Task: An exact reproduction of each record is required.

::: Dataset content :::

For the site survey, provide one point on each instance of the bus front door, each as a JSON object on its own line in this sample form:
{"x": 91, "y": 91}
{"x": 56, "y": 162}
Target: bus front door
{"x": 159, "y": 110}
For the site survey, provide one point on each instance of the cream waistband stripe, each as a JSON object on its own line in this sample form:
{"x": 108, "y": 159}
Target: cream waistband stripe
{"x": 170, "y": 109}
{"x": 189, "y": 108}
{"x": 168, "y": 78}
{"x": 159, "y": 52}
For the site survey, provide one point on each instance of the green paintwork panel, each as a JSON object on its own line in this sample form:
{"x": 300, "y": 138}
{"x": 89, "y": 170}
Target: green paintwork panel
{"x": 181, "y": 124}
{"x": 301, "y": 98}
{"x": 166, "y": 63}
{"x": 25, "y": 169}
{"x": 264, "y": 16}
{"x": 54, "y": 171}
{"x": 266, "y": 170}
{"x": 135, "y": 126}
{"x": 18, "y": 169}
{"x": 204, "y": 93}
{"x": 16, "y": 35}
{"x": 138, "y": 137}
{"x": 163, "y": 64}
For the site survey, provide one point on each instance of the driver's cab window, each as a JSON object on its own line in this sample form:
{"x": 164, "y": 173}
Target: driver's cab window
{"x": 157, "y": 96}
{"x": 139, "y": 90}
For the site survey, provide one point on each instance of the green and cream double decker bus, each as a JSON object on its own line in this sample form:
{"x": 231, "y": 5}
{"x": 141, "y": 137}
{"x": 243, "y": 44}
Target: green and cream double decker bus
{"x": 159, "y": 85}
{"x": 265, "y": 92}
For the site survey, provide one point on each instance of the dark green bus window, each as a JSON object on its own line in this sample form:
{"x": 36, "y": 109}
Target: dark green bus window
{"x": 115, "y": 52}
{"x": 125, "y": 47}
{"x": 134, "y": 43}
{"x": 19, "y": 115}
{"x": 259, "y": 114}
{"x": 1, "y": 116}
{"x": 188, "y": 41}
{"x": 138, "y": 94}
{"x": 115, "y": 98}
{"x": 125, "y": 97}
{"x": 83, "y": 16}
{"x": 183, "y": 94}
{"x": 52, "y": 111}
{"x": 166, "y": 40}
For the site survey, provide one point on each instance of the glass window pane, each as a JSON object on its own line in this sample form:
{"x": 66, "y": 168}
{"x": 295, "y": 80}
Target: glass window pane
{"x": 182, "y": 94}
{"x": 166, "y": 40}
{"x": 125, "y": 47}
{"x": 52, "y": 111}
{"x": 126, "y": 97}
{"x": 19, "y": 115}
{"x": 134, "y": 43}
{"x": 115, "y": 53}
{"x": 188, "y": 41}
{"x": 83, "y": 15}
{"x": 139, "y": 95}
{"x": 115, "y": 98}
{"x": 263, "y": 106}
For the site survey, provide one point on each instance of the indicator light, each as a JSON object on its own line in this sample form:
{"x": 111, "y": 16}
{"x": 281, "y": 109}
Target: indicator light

:::

Answer to this problem:
For the site survey, provide one point on each instance of the bus front door, each as a JSON object on its own line in this sample form:
{"x": 91, "y": 91}
{"x": 56, "y": 162}
Target: bus front door
{"x": 159, "y": 110}
For the site survey, provide one point on each instance of the cream waistband stripe, each as a JSON object on its own line in this sample form:
{"x": 108, "y": 159}
Target: cream waistband stripe
{"x": 170, "y": 109}
{"x": 189, "y": 108}
{"x": 168, "y": 78}
{"x": 159, "y": 52}
For the site survey, provide one point on each instance of the green paintwork panel, each as a JSON object on its own line in this sample form:
{"x": 300, "y": 138}
{"x": 89, "y": 170}
Target: green paintwork panel
{"x": 181, "y": 124}
{"x": 301, "y": 98}
{"x": 166, "y": 63}
{"x": 25, "y": 169}
{"x": 264, "y": 16}
{"x": 54, "y": 171}
{"x": 266, "y": 170}
{"x": 135, "y": 126}
{"x": 18, "y": 169}
{"x": 204, "y": 93}
{"x": 16, "y": 35}
{"x": 138, "y": 137}
{"x": 163, "y": 64}
For the site survey, provide one point on each instance of the driver's cab window, each as a JSON object on its own line in this sample form:
{"x": 164, "y": 173}
Target: driver's cab window
{"x": 157, "y": 96}
{"x": 139, "y": 90}
For the site survey, provide one point on each instance of the green and cream double decker bus, each as a JSON object on its own line in this sample form:
{"x": 231, "y": 5}
{"x": 141, "y": 137}
{"x": 243, "y": 44}
Target: green and cream double decker bus
{"x": 159, "y": 85}
{"x": 265, "y": 92}
For the site survey, provide one point on each instance of the dark green bus window, each as a JSON object on its own line in this sample form:
{"x": 36, "y": 109}
Target: dark green bus window
{"x": 115, "y": 52}
{"x": 125, "y": 47}
{"x": 134, "y": 43}
{"x": 19, "y": 115}
{"x": 259, "y": 114}
{"x": 1, "y": 116}
{"x": 188, "y": 41}
{"x": 138, "y": 94}
{"x": 115, "y": 98}
{"x": 125, "y": 97}
{"x": 83, "y": 16}
{"x": 183, "y": 94}
{"x": 52, "y": 111}
{"x": 166, "y": 40}
For the site survey, provide one point on each instance of the glass window pane, each as a JSON object on its own line in this sample form:
{"x": 66, "y": 168}
{"x": 295, "y": 80}
Target: glass window pane
{"x": 182, "y": 94}
{"x": 166, "y": 40}
{"x": 125, "y": 47}
{"x": 52, "y": 111}
{"x": 126, "y": 97}
{"x": 19, "y": 115}
{"x": 134, "y": 43}
{"x": 115, "y": 53}
{"x": 188, "y": 41}
{"x": 83, "y": 15}
{"x": 139, "y": 95}
{"x": 115, "y": 98}
{"x": 263, "y": 106}
For the site survey, provide one point on each instance of the indicator light, each as a JSON object on its own line in this sample form:
{"x": 111, "y": 16}
{"x": 281, "y": 109}
Target: indicator light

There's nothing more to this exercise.